- [Your assignment]: Once the pictures have been set aside, copy every remaining entry exactly.

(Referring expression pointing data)
━━━━━━━━━━

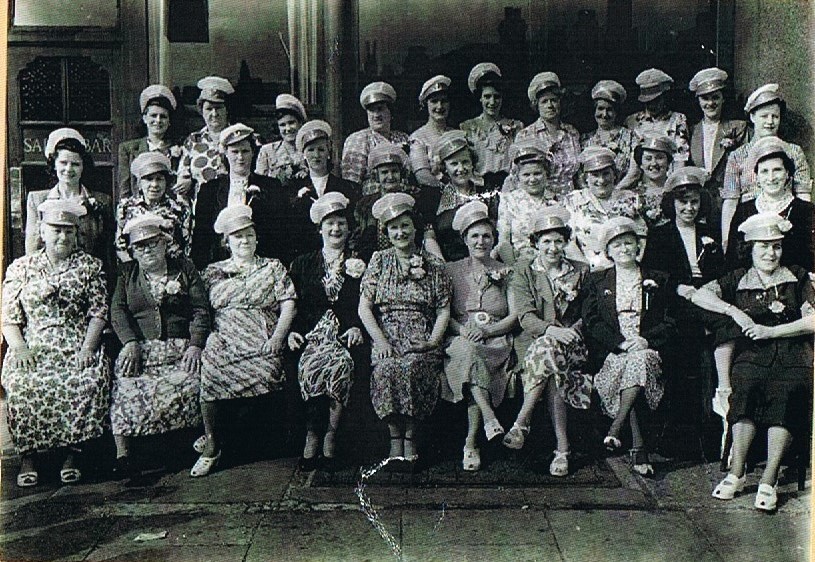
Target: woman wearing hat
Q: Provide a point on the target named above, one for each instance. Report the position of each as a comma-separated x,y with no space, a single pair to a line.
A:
55,374
433,96
160,313
765,108
253,304
326,326
608,97
478,353
545,296
628,327
558,140
459,186
282,159
153,173
157,105
377,99
772,309
656,119
490,133
405,306
70,165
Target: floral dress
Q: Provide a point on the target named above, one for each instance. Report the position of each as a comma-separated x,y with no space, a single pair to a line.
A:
405,304
479,299
246,309
54,404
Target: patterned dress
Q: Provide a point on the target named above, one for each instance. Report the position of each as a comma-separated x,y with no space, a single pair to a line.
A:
55,404
479,299
246,309
409,383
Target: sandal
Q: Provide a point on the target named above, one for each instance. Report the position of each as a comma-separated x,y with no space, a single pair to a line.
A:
516,436
560,464
730,486
472,459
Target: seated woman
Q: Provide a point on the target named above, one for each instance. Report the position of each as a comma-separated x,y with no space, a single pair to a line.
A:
153,175
545,296
405,306
326,326
479,351
628,327
252,300
772,305
55,374
160,313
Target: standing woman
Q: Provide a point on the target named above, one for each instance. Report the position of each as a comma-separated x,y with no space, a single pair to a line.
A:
490,133
157,104
434,96
405,306
628,328
558,140
252,300
282,159
55,374
327,326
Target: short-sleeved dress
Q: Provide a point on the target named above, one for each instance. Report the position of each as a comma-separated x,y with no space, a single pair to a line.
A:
405,307
479,299
55,404
246,309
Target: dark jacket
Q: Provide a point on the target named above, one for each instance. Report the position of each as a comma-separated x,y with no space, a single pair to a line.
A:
136,316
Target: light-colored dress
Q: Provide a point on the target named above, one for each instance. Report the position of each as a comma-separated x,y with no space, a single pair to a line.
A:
405,307
55,404
246,309
479,299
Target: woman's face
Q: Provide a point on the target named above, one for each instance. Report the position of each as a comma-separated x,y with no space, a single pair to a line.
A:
401,232
242,243
605,114
480,240
153,186
766,120
552,247
68,166
288,125
334,230
712,104
156,119
601,182
766,255
687,208
772,176
491,100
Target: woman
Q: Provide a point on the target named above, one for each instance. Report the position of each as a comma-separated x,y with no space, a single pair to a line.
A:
459,186
157,104
490,133
478,352
153,173
252,300
55,373
765,107
772,305
656,119
160,313
544,294
609,97
70,164
628,327
405,306
282,159
434,97
326,327
591,208
560,141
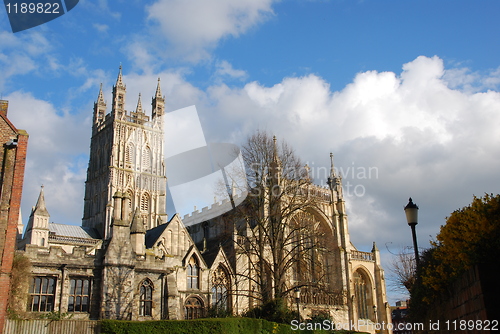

━━━━━━━━━━

- [Exercise result]:
Target: woman wearing hat
Q: Provide a point on the target named above, one for each instance. Report the position of each as a comma-separated x,y with no space, a single pair to a line.
A:
55,374
433,96
160,313
765,108
253,304
326,326
608,97
478,353
545,296
628,327
558,140
459,186
282,159
153,173
157,105
377,99
772,309
656,119
490,133
405,306
70,165
Target: floral dress
Q: Provide a point on the target named above, one for each instance. Report the position of each as a comma-separated x,y with no space, a single pair to a line.
A:
405,304
479,299
246,309
54,404
Target: patterned dress
Q: Provide a point on the target named above, one for each instance. Report the position of each as a comma-separated x,y with no space, a single pair to a line.
A:
55,404
479,299
246,309
409,383
Target: sandal
Q: Provide a point on the target named above, one for each instance. Report the position of each as a comma-separated x,y with no space, a single pair to a line.
A:
516,436
560,464
730,486
472,459
Target: seated woman
Q: Provide a point on the target named above, one for each instance. Report the position of each as a comma-separated x,y with no space, a single pair to a line.
A:
153,175
545,296
405,306
326,326
479,351
628,327
252,300
772,305
55,374
160,313
Target: standing woman
Q: Provide a point on the target named above, one for each instance. Report the position of each as a comma-separated x,y with no space, a single pair to a line.
A:
490,133
157,104
434,96
405,306
628,328
558,140
252,300
282,159
55,374
327,326
Target: short-sleeved dress
Q: Provide a point on the target named above, one for each instance. Report the position of each as a comma-separated x,y with no space, a single pair to a line.
A:
405,307
479,299
55,404
246,309
Target: dark jacket
Q: Provide a point on the target named above, one for each instance. Report the position of each as a comma-separated x,y with no space, a single pair to a line.
A:
136,316
Target: light-colored dress
Q: Provide a point on the target named above, one for each instance. Report the position of each as a comma-separated x,y with no space, a single pair to a line.
A:
405,307
55,404
246,309
479,299
Target: woman's face
Q: Provide a point on the target named above, one for each instance. Report the position of each as a comma-separated x,y with no space, a single pair to a line.
A:
401,232
242,243
605,114
480,240
153,186
766,120
552,247
68,166
288,125
334,230
712,104
156,119
601,182
766,255
687,208
772,176
491,100
Target: woman
Q: Provide a point on the target named above, one for each instance. Report the position of each as a comma-separated x,y with no space, a single pair to a line.
A:
459,186
157,104
490,133
478,352
153,173
252,300
55,373
765,107
772,305
656,119
160,313
544,294
609,97
70,164
628,327
405,306
282,159
434,97
326,327
591,208
560,141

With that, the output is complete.